[THE REQUEST]: Please turn all the lines below into a numbered list, leaving out any blank lines.

[PROVIDED RECORDS]:
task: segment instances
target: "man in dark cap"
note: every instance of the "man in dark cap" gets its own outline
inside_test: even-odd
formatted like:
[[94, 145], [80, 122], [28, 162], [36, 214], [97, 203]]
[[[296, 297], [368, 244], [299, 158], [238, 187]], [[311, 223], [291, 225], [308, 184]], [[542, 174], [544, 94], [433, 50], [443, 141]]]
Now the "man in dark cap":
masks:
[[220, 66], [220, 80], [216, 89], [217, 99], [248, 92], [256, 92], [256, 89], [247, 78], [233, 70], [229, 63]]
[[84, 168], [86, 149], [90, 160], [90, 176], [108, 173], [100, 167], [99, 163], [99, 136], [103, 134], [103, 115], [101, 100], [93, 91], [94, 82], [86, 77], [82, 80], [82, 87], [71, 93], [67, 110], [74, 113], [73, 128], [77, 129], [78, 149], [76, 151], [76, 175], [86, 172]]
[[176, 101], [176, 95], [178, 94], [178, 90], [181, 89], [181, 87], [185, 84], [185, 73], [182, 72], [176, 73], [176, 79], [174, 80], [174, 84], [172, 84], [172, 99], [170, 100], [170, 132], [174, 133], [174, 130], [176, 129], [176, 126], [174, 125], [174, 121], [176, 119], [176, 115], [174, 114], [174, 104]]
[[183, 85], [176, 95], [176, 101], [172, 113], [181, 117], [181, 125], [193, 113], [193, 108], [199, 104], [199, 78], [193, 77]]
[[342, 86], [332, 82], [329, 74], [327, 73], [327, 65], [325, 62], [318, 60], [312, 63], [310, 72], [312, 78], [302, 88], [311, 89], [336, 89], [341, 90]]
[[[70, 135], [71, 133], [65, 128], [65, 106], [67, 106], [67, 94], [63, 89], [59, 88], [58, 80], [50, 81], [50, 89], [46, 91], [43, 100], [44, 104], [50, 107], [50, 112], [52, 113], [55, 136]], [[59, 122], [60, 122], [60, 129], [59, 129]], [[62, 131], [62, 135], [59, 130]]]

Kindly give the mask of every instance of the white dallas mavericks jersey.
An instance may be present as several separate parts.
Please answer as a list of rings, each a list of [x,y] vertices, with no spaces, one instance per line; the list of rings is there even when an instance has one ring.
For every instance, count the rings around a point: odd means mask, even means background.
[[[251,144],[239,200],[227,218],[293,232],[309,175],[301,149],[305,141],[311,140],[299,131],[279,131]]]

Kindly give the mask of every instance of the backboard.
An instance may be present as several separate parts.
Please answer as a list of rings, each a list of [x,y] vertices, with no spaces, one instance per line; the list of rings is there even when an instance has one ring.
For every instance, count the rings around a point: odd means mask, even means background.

[RESPONSE]:
1. task: segment instances
2. target: "man in dark cap"
3. note: every instance of the "man in dark cap" gets its own outline
4. inside_test: even-odd
5. formatted like:
6. [[94, 145], [80, 122], [28, 162], [36, 214], [97, 203]]
7. [[[296, 297], [368, 244], [299, 158], [238, 187]], [[311, 223], [291, 225], [308, 184]], [[542, 174], [544, 94], [433, 50], [443, 141]]]
8. Now the "man in dark cap":
9. masks:
10. [[220, 66], [220, 80], [216, 89], [217, 99], [248, 92], [256, 92], [256, 89], [247, 78], [233, 70], [229, 63]]
11. [[84, 168], [86, 149], [90, 160], [90, 176], [108, 173], [100, 167], [99, 163], [99, 136], [103, 134], [103, 115], [101, 100], [93, 91], [94, 82], [86, 77], [82, 80], [82, 87], [71, 93], [67, 110], [74, 113], [73, 128], [77, 129], [78, 149], [76, 151], [76, 175], [86, 172]]
12. [[176, 101], [176, 95], [178, 94], [178, 90], [181, 89], [181, 87], [185, 84], [185, 73], [182, 72], [176, 73], [176, 79], [174, 80], [174, 84], [172, 84], [172, 99], [170, 100], [170, 132], [174, 133], [174, 130], [176, 129], [176, 126], [174, 125], [174, 121], [176, 119], [176, 115], [174, 114], [174, 104]]
13. [[183, 85], [176, 95], [176, 101], [172, 113], [181, 117], [181, 125], [193, 113], [193, 108], [199, 104], [199, 78], [193, 77]]
14. [[342, 86], [332, 82], [329, 74], [327, 73], [327, 65], [325, 62], [318, 60], [312, 63], [310, 72], [312, 78], [302, 88], [311, 89], [336, 89], [341, 90]]
15. [[[70, 135], [71, 133], [65, 128], [65, 106], [67, 106], [67, 94], [63, 89], [59, 88], [58, 80], [50, 81], [50, 89], [46, 91], [43, 100], [44, 104], [50, 107], [50, 112], [52, 113], [55, 136]], [[59, 122], [60, 122], [60, 129], [59, 129]], [[62, 131], [62, 135], [59, 130]]]
16. Kindly give the mask of every instance of the white dallas mavericks jersey.
17. An instance may be present as several separate parts.
18. Please answer as a list of rings, each a list of [x,y] vertices, with no spaces, one instance per line; the list of rings is there even when an instance has one ring.
19. For every instance, count the rings around a point: odd means mask, even means background.
20. [[[251,144],[239,200],[227,218],[293,232],[309,175],[301,149],[305,141],[311,140],[299,131],[279,131]]]
21. Kindly give the mask of every instance of the backboard.
22. An instance may be present as several separate parts.
23. Please answer as a list of rings, each a list of [x,y] vertices, with no spaces, one instance per line; the list of rings is there even when an instance has one ring.
24. For every instance, count the rings around a point: odd means mask, even means background.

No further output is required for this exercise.